**DATA FOR THIS TASK**:
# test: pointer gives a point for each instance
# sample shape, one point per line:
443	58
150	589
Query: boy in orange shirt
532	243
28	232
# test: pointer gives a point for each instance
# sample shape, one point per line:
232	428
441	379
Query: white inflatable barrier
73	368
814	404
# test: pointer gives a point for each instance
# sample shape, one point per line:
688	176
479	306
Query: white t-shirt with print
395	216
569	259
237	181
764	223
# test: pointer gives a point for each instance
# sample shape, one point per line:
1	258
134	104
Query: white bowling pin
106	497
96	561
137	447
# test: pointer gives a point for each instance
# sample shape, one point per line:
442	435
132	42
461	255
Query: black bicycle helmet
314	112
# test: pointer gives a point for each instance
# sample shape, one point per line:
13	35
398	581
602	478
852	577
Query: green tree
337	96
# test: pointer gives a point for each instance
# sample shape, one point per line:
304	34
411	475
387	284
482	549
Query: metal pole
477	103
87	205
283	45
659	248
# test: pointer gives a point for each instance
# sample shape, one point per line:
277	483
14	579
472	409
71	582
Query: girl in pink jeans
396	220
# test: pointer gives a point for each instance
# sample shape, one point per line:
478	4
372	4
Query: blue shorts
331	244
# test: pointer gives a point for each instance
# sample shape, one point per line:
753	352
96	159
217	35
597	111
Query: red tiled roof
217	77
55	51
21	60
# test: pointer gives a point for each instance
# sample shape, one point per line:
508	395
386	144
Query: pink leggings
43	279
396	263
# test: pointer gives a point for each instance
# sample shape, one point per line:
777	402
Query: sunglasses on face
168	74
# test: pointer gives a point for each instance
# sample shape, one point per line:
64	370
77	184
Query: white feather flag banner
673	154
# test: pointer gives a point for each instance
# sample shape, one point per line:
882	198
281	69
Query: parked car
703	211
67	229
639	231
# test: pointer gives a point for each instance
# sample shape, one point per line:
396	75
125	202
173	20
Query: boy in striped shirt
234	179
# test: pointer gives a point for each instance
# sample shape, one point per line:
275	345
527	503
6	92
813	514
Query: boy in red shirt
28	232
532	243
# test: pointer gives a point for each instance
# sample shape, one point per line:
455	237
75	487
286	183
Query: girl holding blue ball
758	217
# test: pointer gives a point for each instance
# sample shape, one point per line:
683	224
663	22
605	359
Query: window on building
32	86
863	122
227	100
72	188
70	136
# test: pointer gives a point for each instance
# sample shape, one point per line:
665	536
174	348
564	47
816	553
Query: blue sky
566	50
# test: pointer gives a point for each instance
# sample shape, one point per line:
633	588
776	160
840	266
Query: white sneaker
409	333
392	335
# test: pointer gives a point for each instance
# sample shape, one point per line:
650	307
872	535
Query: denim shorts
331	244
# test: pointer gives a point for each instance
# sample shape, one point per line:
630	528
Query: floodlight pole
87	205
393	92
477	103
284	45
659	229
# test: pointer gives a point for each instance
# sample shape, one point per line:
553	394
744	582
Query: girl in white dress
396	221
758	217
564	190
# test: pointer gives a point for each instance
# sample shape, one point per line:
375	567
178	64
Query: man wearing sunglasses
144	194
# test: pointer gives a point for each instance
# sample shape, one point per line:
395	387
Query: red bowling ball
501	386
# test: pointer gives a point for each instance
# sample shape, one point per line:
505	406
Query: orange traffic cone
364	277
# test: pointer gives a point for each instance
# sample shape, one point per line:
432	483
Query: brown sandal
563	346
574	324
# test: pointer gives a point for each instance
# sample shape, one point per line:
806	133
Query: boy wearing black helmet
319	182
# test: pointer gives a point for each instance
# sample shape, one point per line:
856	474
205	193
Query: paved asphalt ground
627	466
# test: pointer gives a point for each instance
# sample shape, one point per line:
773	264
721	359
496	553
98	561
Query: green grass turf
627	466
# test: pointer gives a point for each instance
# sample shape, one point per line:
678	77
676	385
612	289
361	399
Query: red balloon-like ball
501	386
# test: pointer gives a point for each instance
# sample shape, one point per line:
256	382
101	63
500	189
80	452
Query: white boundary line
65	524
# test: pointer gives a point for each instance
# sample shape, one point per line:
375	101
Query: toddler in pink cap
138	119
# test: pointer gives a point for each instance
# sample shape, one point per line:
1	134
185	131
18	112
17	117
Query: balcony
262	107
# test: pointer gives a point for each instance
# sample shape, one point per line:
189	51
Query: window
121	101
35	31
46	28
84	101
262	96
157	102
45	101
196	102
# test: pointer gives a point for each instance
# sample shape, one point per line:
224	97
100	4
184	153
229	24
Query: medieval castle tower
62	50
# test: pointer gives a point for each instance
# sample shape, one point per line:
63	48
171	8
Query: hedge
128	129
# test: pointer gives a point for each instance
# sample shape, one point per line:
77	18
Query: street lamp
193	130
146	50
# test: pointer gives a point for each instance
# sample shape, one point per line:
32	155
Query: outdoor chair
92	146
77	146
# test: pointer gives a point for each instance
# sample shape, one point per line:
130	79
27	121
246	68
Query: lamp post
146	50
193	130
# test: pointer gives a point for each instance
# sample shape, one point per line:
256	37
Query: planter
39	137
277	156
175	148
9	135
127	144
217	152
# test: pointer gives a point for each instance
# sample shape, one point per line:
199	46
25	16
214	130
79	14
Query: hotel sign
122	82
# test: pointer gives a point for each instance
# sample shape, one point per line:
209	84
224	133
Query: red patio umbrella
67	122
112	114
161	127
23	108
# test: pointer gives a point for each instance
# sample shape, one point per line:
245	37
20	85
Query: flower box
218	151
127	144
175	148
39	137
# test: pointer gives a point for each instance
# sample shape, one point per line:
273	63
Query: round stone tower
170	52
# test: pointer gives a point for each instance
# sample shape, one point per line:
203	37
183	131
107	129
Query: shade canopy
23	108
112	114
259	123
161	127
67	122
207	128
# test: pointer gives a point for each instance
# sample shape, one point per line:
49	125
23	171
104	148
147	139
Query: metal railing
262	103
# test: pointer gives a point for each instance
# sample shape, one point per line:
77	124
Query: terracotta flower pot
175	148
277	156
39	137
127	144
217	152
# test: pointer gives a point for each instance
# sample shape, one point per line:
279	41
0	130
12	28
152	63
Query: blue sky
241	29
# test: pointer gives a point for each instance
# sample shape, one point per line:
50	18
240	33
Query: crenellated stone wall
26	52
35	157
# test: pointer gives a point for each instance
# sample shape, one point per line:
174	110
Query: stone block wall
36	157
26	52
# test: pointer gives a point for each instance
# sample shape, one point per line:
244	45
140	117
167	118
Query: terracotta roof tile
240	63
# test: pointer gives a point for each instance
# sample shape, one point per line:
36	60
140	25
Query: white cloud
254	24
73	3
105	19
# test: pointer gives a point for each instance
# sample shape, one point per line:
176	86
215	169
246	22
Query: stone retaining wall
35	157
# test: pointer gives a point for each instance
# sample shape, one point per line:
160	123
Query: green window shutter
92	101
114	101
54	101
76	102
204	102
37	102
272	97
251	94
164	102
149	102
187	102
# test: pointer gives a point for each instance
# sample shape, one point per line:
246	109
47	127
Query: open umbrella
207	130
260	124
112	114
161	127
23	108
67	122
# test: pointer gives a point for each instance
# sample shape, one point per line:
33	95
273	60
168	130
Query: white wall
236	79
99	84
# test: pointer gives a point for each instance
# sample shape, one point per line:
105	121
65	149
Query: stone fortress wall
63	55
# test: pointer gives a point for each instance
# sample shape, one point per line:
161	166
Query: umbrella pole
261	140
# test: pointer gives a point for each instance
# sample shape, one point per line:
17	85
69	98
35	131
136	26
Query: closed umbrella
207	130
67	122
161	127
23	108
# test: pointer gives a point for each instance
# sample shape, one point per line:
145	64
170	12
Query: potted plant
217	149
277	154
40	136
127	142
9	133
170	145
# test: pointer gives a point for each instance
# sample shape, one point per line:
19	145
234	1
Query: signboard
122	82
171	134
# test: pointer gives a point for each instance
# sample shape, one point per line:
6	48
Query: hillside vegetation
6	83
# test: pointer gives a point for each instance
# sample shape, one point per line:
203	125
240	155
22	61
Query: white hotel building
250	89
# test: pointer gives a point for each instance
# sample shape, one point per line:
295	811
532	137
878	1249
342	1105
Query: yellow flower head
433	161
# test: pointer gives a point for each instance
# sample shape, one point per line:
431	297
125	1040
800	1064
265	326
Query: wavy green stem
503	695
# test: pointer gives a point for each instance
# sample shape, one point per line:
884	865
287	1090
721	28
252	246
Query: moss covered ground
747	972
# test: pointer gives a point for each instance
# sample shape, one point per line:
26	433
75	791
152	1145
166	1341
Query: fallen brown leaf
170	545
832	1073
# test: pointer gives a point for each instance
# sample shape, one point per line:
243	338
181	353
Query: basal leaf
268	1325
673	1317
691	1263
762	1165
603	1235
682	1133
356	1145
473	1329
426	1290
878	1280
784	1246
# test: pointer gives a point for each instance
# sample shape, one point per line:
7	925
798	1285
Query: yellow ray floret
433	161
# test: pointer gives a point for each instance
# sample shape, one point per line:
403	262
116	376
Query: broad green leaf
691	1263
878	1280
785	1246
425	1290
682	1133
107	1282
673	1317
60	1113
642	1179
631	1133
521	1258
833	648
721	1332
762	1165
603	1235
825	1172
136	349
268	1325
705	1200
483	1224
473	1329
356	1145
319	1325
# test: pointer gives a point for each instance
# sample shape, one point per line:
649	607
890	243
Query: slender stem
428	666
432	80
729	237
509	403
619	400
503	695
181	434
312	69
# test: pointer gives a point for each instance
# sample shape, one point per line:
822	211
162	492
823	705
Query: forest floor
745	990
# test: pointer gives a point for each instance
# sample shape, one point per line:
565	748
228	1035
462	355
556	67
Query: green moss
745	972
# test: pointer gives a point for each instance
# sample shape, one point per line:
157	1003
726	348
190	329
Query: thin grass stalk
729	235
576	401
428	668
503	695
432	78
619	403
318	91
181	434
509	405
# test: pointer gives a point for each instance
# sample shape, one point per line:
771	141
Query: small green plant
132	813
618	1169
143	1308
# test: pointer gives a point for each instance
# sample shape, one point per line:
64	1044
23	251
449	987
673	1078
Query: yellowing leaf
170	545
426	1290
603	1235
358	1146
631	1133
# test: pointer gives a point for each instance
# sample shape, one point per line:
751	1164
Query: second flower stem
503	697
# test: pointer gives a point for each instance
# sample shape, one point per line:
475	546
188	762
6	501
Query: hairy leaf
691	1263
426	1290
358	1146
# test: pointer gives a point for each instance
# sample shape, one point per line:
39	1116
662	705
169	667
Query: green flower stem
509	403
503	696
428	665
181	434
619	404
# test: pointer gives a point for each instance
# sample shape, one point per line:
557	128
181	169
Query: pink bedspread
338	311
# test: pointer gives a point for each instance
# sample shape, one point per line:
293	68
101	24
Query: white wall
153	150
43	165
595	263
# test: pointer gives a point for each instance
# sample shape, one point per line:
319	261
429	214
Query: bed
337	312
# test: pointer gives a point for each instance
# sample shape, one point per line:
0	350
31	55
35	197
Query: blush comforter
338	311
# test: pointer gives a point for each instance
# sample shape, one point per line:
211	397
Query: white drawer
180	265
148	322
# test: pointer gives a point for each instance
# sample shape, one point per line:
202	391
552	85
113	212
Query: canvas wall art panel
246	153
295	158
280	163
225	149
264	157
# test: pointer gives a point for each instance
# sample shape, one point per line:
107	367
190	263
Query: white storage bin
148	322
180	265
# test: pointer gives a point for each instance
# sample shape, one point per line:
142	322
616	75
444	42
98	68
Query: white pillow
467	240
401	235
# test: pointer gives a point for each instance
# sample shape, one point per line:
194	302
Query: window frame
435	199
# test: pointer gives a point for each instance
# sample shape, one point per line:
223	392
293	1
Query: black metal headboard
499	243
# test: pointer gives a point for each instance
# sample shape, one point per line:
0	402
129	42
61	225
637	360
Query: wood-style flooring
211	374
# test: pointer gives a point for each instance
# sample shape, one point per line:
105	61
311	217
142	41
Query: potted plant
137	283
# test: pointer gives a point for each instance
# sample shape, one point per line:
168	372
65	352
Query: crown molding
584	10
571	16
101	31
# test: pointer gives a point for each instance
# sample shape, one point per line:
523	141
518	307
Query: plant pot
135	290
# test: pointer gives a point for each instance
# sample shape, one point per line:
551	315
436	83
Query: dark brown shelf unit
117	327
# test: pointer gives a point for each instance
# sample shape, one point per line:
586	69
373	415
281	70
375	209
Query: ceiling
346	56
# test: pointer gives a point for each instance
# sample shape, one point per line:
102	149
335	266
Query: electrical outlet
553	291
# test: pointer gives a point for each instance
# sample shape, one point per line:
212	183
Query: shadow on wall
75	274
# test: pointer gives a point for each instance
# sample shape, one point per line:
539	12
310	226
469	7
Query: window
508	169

**DIRECTION**:
Copy out each line of the data above that contains the word "bowling".

**ANSWER TO THIS TASK**:
Query: white bowling pin
Query: red bowling ball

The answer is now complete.